-- Start Working data --
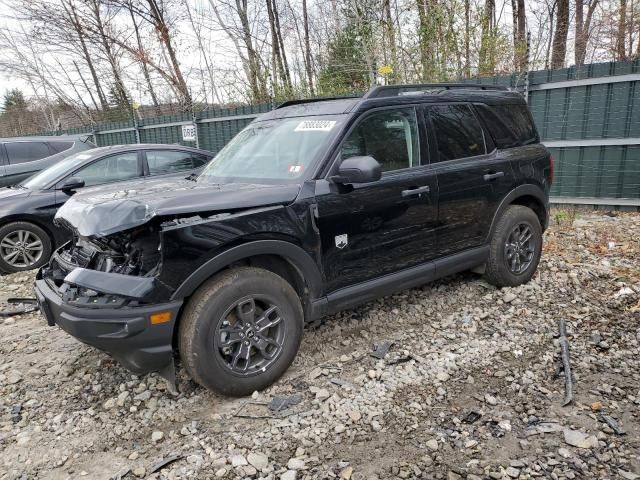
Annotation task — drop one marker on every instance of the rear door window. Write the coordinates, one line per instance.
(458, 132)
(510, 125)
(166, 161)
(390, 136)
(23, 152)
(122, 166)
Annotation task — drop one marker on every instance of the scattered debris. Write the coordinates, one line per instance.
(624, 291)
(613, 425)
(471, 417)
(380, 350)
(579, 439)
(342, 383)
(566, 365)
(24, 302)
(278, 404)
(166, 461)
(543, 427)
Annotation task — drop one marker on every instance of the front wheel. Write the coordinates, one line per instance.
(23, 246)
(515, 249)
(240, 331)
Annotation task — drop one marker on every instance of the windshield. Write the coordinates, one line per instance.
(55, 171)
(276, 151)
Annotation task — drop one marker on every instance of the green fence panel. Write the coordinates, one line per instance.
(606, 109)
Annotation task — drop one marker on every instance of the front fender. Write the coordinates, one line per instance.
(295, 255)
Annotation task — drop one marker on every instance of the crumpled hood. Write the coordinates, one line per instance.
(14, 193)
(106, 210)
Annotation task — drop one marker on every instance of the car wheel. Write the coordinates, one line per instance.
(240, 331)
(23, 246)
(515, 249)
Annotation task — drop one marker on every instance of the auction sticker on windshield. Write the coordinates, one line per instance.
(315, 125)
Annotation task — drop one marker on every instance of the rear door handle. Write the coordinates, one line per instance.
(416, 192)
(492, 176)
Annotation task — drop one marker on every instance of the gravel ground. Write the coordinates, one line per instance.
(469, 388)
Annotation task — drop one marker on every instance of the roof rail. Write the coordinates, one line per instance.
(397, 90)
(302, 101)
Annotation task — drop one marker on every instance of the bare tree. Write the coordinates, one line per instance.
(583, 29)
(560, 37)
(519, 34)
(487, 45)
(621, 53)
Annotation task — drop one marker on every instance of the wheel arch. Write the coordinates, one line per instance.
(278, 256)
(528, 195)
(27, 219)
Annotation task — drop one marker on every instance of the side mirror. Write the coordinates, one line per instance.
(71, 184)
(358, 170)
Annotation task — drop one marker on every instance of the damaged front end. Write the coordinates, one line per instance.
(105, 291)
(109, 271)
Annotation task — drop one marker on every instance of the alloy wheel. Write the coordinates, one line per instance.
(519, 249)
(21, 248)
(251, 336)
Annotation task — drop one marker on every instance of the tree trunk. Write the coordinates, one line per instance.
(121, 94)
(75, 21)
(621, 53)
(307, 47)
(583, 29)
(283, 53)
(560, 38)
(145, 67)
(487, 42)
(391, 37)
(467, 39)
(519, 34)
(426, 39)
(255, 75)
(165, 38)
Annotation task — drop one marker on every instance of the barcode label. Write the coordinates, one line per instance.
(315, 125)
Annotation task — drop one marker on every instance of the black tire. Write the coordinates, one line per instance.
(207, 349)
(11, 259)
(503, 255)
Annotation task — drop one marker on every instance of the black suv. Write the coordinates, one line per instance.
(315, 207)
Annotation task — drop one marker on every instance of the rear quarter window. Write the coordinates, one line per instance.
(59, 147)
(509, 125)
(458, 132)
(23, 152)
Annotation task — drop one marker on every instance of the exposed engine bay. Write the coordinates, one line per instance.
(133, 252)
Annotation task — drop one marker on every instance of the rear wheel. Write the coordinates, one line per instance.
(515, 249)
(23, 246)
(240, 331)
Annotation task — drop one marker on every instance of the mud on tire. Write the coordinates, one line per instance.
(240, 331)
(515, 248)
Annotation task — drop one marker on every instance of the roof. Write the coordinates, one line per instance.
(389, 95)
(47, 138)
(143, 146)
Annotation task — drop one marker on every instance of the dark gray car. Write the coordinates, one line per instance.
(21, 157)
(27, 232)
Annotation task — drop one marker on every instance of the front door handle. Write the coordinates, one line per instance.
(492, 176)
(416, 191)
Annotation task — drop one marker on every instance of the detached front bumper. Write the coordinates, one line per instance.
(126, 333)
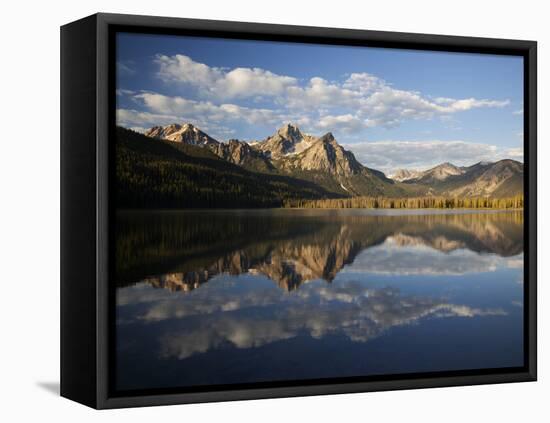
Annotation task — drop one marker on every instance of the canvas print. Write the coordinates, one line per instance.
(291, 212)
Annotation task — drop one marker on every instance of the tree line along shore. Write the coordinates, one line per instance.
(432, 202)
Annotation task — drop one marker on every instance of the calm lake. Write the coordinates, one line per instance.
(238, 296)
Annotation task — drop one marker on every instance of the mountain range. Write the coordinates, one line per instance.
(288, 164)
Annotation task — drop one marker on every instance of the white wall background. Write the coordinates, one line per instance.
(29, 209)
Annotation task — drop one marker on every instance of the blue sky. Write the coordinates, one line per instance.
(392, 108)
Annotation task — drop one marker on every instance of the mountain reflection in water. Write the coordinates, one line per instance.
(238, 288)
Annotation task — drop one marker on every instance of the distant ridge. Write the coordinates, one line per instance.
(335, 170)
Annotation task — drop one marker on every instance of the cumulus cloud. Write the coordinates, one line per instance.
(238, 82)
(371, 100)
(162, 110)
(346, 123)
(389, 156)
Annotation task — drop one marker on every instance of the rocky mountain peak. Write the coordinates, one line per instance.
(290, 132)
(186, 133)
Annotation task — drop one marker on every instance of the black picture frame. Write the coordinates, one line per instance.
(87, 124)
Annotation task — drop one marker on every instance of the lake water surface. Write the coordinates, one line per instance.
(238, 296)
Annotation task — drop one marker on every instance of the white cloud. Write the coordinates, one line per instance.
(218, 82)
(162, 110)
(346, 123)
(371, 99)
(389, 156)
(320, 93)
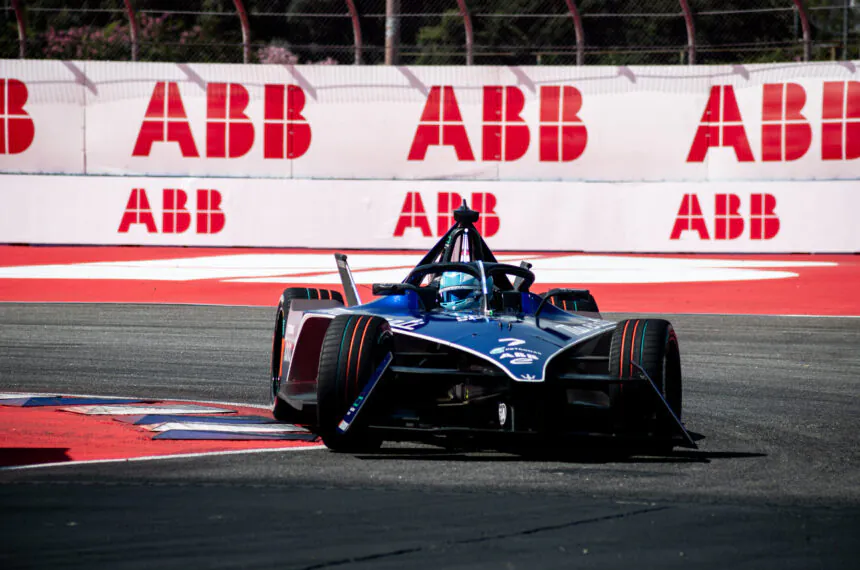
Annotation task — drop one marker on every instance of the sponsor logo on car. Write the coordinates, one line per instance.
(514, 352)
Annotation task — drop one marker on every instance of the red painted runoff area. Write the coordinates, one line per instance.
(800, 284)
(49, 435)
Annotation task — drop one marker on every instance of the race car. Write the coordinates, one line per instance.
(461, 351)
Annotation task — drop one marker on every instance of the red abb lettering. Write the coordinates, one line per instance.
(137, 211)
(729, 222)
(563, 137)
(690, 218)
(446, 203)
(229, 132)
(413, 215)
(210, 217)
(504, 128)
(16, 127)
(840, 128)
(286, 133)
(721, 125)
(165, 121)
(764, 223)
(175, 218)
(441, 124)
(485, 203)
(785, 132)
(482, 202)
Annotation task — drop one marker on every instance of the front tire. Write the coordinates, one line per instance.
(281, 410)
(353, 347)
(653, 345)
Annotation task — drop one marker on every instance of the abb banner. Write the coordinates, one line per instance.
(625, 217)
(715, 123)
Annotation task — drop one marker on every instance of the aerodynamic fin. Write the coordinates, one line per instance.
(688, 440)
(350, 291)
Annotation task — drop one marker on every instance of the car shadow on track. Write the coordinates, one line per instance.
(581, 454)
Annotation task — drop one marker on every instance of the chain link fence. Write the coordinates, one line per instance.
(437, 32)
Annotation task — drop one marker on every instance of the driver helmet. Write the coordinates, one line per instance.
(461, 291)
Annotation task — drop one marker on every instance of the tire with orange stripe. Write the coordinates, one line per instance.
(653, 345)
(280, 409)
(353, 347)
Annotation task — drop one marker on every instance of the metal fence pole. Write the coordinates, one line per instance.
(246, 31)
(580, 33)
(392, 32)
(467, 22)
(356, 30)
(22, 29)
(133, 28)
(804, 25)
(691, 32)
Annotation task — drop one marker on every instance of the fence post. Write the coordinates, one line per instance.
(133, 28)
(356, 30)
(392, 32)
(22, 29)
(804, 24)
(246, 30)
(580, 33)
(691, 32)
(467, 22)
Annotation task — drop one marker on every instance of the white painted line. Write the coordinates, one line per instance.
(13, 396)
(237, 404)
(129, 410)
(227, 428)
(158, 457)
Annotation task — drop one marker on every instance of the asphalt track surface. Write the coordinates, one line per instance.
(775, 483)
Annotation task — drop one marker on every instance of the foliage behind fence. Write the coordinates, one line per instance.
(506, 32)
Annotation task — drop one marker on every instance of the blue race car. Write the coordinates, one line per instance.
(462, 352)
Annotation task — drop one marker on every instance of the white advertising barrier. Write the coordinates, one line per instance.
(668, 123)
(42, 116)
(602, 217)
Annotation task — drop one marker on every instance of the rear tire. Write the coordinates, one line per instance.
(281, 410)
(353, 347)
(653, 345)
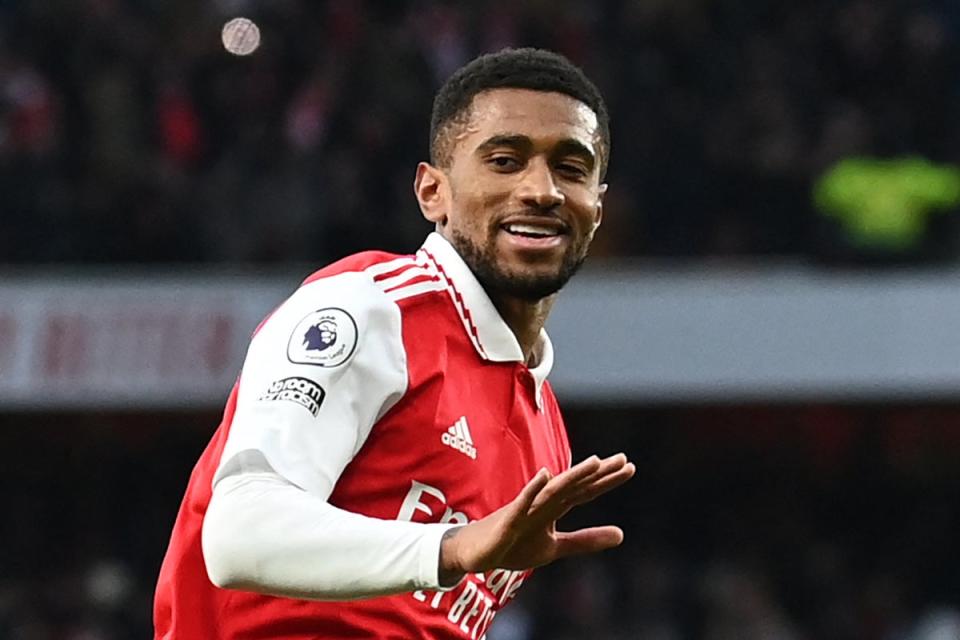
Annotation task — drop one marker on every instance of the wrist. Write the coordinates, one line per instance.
-- End Working data --
Given instruction. Please arrange the records from the line with "post. Write the coordinates, one line per instance." up to and including the last line of the records as a JSON list of strings, one string per line. Leave out blank lines and the pictures.

Complete output.
[
  "Annotation task — drop one marker on every instance of the fence post. Write the coordinates, one line per instance.",
  "(133, 28)",
  "(356, 30)",
  "(392, 32)",
  "(22, 29)",
  "(804, 24)",
  "(246, 30)",
  "(580, 33)",
  "(691, 32)",
  "(467, 22)",
  "Annotation task — drop one marker on every instance of the white painted line. Write the coordinates, one line per instance.",
  "(13, 396)",
  "(237, 404)",
  "(129, 410)",
  "(227, 428)",
  "(158, 457)",
  "Annotation task — drop one marker on every instance of the asphalt track surface. Write the coordinates, one line per instance.",
  "(775, 483)",
  "Annotation task — drop one marker on every instance of the foliage behind fence. Write the coordinates, one line per instance.",
  "(506, 32)",
  "Annotation task — drop one marker on every instance of the blue race car. Write the coordinates, one line per instance.",
  "(462, 352)",
  "Annotation task — drop one marker on every instance of the white advertising barrier. Write the coordinates, one line per instance.",
  "(668, 123)",
  "(42, 116)",
  "(602, 217)",
  "Annotation task — drop one marker on every instance of the rear tire. Write the coordinates, one line per instance.",
  "(281, 410)",
  "(353, 347)",
  "(653, 345)",
  "Annotation task — drop one marker on every instance of the wrist. Write the coordinates, one line per instance."
]